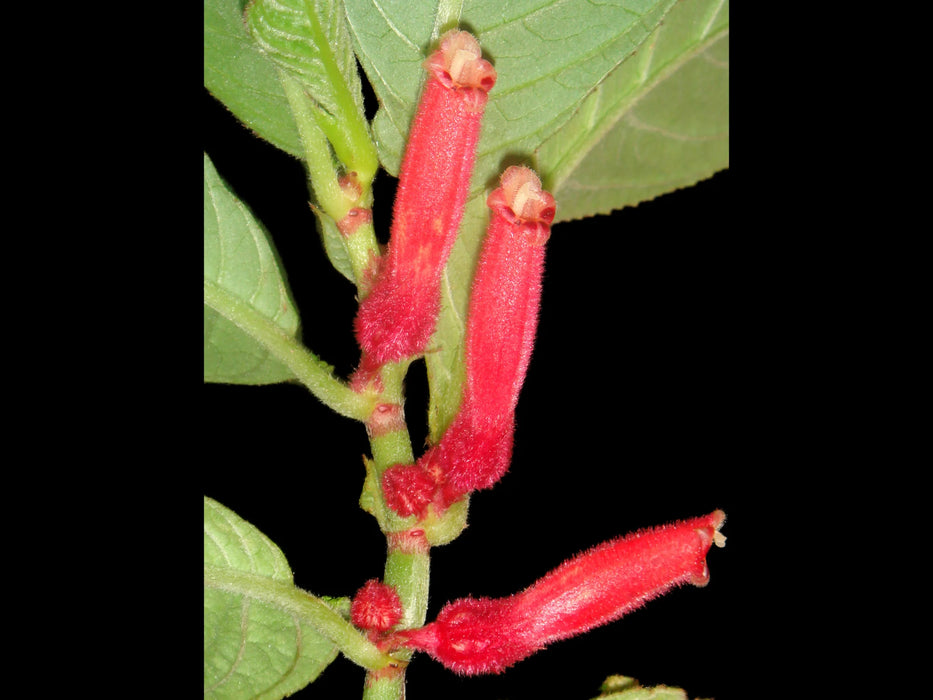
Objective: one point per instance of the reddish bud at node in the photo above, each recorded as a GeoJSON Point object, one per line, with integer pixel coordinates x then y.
{"type": "Point", "coordinates": [355, 218]}
{"type": "Point", "coordinates": [398, 317]}
{"type": "Point", "coordinates": [376, 607]}
{"type": "Point", "coordinates": [484, 635]}
{"type": "Point", "coordinates": [408, 489]}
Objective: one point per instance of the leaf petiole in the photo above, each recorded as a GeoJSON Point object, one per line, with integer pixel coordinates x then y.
{"type": "Point", "coordinates": [310, 370]}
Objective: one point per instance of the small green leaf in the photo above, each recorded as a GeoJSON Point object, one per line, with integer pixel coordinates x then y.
{"type": "Point", "coordinates": [253, 649]}
{"type": "Point", "coordinates": [240, 76]}
{"type": "Point", "coordinates": [309, 40]}
{"type": "Point", "coordinates": [627, 688]}
{"type": "Point", "coordinates": [304, 37]}
{"type": "Point", "coordinates": [659, 122]}
{"type": "Point", "coordinates": [239, 260]}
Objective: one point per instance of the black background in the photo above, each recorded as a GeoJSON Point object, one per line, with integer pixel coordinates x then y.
{"type": "Point", "coordinates": [651, 396]}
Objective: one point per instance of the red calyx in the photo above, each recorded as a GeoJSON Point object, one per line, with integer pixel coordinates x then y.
{"type": "Point", "coordinates": [376, 607]}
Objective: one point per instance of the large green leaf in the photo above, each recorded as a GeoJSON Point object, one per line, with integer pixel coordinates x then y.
{"type": "Point", "coordinates": [309, 40]}
{"type": "Point", "coordinates": [305, 38]}
{"type": "Point", "coordinates": [240, 265]}
{"type": "Point", "coordinates": [549, 55]}
{"type": "Point", "coordinates": [252, 649]}
{"type": "Point", "coordinates": [660, 121]}
{"type": "Point", "coordinates": [240, 76]}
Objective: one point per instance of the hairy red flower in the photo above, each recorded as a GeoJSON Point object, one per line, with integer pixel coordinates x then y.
{"type": "Point", "coordinates": [398, 317]}
{"type": "Point", "coordinates": [476, 449]}
{"type": "Point", "coordinates": [486, 635]}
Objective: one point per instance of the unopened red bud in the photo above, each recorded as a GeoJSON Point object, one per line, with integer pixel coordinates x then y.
{"type": "Point", "coordinates": [376, 607]}
{"type": "Point", "coordinates": [473, 636]}
{"type": "Point", "coordinates": [398, 317]}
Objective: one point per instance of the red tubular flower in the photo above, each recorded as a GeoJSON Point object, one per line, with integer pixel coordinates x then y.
{"type": "Point", "coordinates": [476, 449]}
{"type": "Point", "coordinates": [398, 317]}
{"type": "Point", "coordinates": [484, 635]}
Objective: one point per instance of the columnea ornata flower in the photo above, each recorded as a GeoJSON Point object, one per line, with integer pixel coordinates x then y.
{"type": "Point", "coordinates": [484, 635]}
{"type": "Point", "coordinates": [398, 317]}
{"type": "Point", "coordinates": [476, 449]}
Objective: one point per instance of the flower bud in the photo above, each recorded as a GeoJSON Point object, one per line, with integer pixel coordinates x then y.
{"type": "Point", "coordinates": [376, 607]}
{"type": "Point", "coordinates": [487, 635]}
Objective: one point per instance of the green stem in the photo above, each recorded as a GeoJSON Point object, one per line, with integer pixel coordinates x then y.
{"type": "Point", "coordinates": [318, 158]}
{"type": "Point", "coordinates": [308, 608]}
{"type": "Point", "coordinates": [408, 563]}
{"type": "Point", "coordinates": [310, 370]}
{"type": "Point", "coordinates": [347, 130]}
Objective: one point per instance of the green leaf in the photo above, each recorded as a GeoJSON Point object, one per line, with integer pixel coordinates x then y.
{"type": "Point", "coordinates": [304, 37]}
{"type": "Point", "coordinates": [239, 260]}
{"type": "Point", "coordinates": [548, 56]}
{"type": "Point", "coordinates": [240, 76]}
{"type": "Point", "coordinates": [659, 122]}
{"type": "Point", "coordinates": [253, 649]}
{"type": "Point", "coordinates": [627, 688]}
{"type": "Point", "coordinates": [309, 40]}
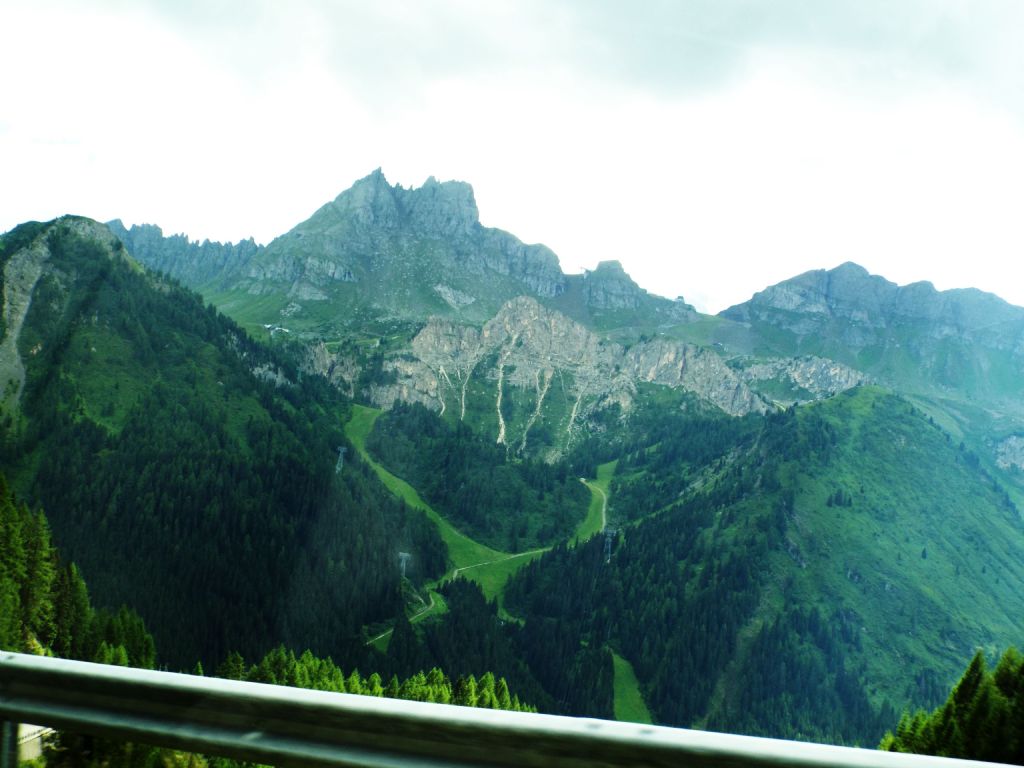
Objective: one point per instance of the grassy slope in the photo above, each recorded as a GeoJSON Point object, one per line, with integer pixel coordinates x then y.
{"type": "Point", "coordinates": [924, 556]}
{"type": "Point", "coordinates": [488, 567]}
{"type": "Point", "coordinates": [592, 523]}
{"type": "Point", "coordinates": [463, 550]}
{"type": "Point", "coordinates": [630, 707]}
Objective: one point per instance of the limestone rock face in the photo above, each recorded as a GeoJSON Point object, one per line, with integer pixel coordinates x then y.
{"type": "Point", "coordinates": [1011, 453]}
{"type": "Point", "coordinates": [373, 229]}
{"type": "Point", "coordinates": [608, 287]}
{"type": "Point", "coordinates": [817, 377]}
{"type": "Point", "coordinates": [192, 262]}
{"type": "Point", "coordinates": [958, 343]}
{"type": "Point", "coordinates": [529, 348]}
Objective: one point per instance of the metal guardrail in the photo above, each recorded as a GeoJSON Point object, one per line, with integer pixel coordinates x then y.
{"type": "Point", "coordinates": [291, 726]}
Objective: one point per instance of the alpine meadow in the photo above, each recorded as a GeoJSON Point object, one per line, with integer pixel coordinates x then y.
{"type": "Point", "coordinates": [397, 453]}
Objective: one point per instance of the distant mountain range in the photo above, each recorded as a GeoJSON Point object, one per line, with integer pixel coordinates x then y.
{"type": "Point", "coordinates": [817, 492]}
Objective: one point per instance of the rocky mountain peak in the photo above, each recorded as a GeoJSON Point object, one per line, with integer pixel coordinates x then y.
{"type": "Point", "coordinates": [436, 208]}
{"type": "Point", "coordinates": [446, 208]}
{"type": "Point", "coordinates": [608, 287]}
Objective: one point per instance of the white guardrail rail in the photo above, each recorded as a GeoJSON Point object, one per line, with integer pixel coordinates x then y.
{"type": "Point", "coordinates": [291, 726]}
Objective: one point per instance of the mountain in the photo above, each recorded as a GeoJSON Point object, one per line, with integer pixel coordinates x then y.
{"type": "Point", "coordinates": [815, 494]}
{"type": "Point", "coordinates": [963, 344]}
{"type": "Point", "coordinates": [379, 256]}
{"type": "Point", "coordinates": [190, 472]}
{"type": "Point", "coordinates": [800, 573]}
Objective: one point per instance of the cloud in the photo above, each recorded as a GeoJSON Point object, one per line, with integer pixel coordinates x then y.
{"type": "Point", "coordinates": [713, 146]}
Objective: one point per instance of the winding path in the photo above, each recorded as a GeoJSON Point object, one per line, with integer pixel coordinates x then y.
{"type": "Point", "coordinates": [604, 501]}
{"type": "Point", "coordinates": [422, 611]}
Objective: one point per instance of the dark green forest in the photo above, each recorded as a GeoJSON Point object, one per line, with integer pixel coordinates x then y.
{"type": "Point", "coordinates": [805, 572]}
{"type": "Point", "coordinates": [178, 458]}
{"type": "Point", "coordinates": [511, 506]}
{"type": "Point", "coordinates": [982, 719]}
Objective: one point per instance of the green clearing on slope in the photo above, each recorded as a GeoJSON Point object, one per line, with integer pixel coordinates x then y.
{"type": "Point", "coordinates": [630, 707]}
{"type": "Point", "coordinates": [463, 550]}
{"type": "Point", "coordinates": [599, 491]}
{"type": "Point", "coordinates": [487, 567]}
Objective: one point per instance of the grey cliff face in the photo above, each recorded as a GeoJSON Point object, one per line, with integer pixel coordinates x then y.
{"type": "Point", "coordinates": [192, 262]}
{"type": "Point", "coordinates": [817, 377]}
{"type": "Point", "coordinates": [530, 348]}
{"type": "Point", "coordinates": [373, 226]}
{"type": "Point", "coordinates": [958, 343]}
{"type": "Point", "coordinates": [608, 287]}
{"type": "Point", "coordinates": [848, 293]}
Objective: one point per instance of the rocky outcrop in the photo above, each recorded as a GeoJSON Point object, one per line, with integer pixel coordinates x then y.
{"type": "Point", "coordinates": [1011, 453]}
{"type": "Point", "coordinates": [373, 228]}
{"type": "Point", "coordinates": [532, 349]}
{"type": "Point", "coordinates": [192, 262]}
{"type": "Point", "coordinates": [960, 343]}
{"type": "Point", "coordinates": [608, 287]}
{"type": "Point", "coordinates": [20, 272]}
{"type": "Point", "coordinates": [810, 302]}
{"type": "Point", "coordinates": [808, 377]}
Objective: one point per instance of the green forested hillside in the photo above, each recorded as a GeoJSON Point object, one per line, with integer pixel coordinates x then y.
{"type": "Point", "coordinates": [189, 471]}
{"type": "Point", "coordinates": [510, 506]}
{"type": "Point", "coordinates": [982, 719]}
{"type": "Point", "coordinates": [44, 602]}
{"type": "Point", "coordinates": [838, 566]}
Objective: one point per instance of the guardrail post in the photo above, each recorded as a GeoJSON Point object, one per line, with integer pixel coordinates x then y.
{"type": "Point", "coordinates": [8, 744]}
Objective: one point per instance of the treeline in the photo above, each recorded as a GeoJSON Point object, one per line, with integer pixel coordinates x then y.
{"type": "Point", "coordinates": [666, 452]}
{"type": "Point", "coordinates": [680, 586]}
{"type": "Point", "coordinates": [512, 506]}
{"type": "Point", "coordinates": [795, 680]}
{"type": "Point", "coordinates": [282, 667]}
{"type": "Point", "coordinates": [982, 719]}
{"type": "Point", "coordinates": [177, 458]}
{"type": "Point", "coordinates": [45, 605]}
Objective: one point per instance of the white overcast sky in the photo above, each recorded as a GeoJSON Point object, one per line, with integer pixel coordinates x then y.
{"type": "Point", "coordinates": [713, 146]}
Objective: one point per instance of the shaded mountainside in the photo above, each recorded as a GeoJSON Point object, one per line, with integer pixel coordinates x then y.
{"type": "Point", "coordinates": [801, 581]}
{"type": "Point", "coordinates": [189, 471]}
{"type": "Point", "coordinates": [962, 343]}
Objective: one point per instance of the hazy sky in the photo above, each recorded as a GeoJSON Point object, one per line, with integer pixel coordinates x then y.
{"type": "Point", "coordinates": [713, 146]}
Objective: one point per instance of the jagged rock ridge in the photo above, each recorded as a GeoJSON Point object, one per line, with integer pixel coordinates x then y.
{"type": "Point", "coordinates": [961, 343]}
{"type": "Point", "coordinates": [535, 351]}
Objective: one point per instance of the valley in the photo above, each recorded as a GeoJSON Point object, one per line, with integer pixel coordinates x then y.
{"type": "Point", "coordinates": [812, 501]}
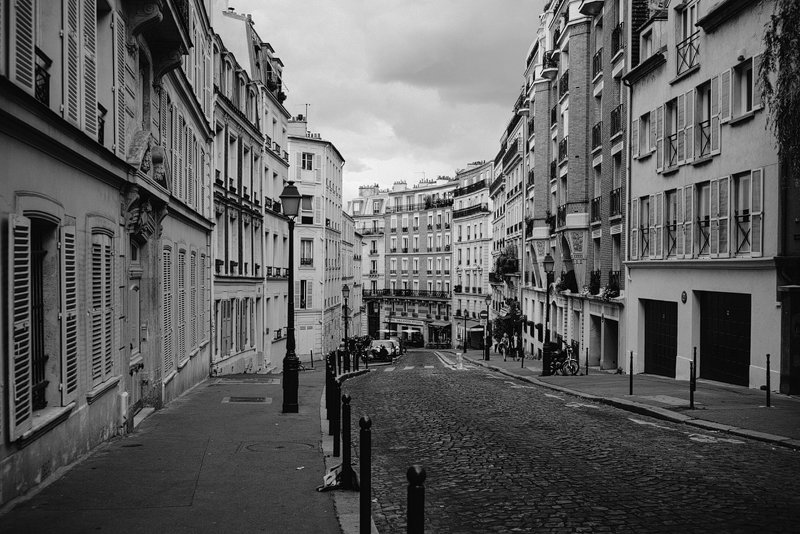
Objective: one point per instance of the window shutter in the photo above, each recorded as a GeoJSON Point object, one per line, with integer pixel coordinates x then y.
{"type": "Point", "coordinates": [681, 129]}
{"type": "Point", "coordinates": [71, 65]}
{"type": "Point", "coordinates": [756, 212]}
{"type": "Point", "coordinates": [689, 135]}
{"type": "Point", "coordinates": [688, 217]}
{"type": "Point", "coordinates": [167, 310]}
{"type": "Point", "coordinates": [22, 54]}
{"type": "Point", "coordinates": [69, 316]}
{"type": "Point", "coordinates": [713, 212]}
{"type": "Point", "coordinates": [725, 95]}
{"type": "Point", "coordinates": [679, 222]}
{"type": "Point", "coordinates": [723, 217]}
{"type": "Point", "coordinates": [757, 94]}
{"type": "Point", "coordinates": [660, 139]}
{"type": "Point", "coordinates": [119, 86]}
{"type": "Point", "coordinates": [89, 56]}
{"type": "Point", "coordinates": [19, 313]}
{"type": "Point", "coordinates": [715, 141]}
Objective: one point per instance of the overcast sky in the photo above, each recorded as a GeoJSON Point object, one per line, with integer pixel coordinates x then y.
{"type": "Point", "coordinates": [405, 89]}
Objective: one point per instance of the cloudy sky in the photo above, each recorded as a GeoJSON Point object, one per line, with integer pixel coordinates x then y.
{"type": "Point", "coordinates": [405, 89]}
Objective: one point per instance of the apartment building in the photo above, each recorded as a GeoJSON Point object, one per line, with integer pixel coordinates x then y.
{"type": "Point", "coordinates": [472, 249]}
{"type": "Point", "coordinates": [704, 195]}
{"type": "Point", "coordinates": [317, 173]}
{"type": "Point", "coordinates": [105, 118]}
{"type": "Point", "coordinates": [367, 211]}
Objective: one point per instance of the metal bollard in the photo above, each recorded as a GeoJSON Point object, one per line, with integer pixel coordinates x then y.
{"type": "Point", "coordinates": [768, 388]}
{"type": "Point", "coordinates": [415, 516]}
{"type": "Point", "coordinates": [365, 498]}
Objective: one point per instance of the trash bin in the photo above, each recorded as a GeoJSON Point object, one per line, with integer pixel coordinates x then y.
{"type": "Point", "coordinates": [549, 358]}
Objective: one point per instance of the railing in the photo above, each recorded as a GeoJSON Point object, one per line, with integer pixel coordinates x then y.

▬▬▬

### Set task:
Quote, word for word, every line starting at the one that contains "Objective: one point per instance of the metal bollard" and ending with the final line of the entries.

### Answer in full:
Objective: one point per instance of the metal bollard in the photo above, each recorded as a GeoJSON Point object, one per line, with integer pixel coordinates x then y.
{"type": "Point", "coordinates": [768, 388]}
{"type": "Point", "coordinates": [415, 516]}
{"type": "Point", "coordinates": [365, 498]}
Objective: one point per instance of the trash bin in the photo above, each recorded as a GeoJSON Point object, one per line, with integer pixel coordinates x then y.
{"type": "Point", "coordinates": [549, 358]}
Objective: one point per instance of the railing in the photo above, each recorded as a GeoJSON Point object, one per line, with integer pixel coordinates x then y.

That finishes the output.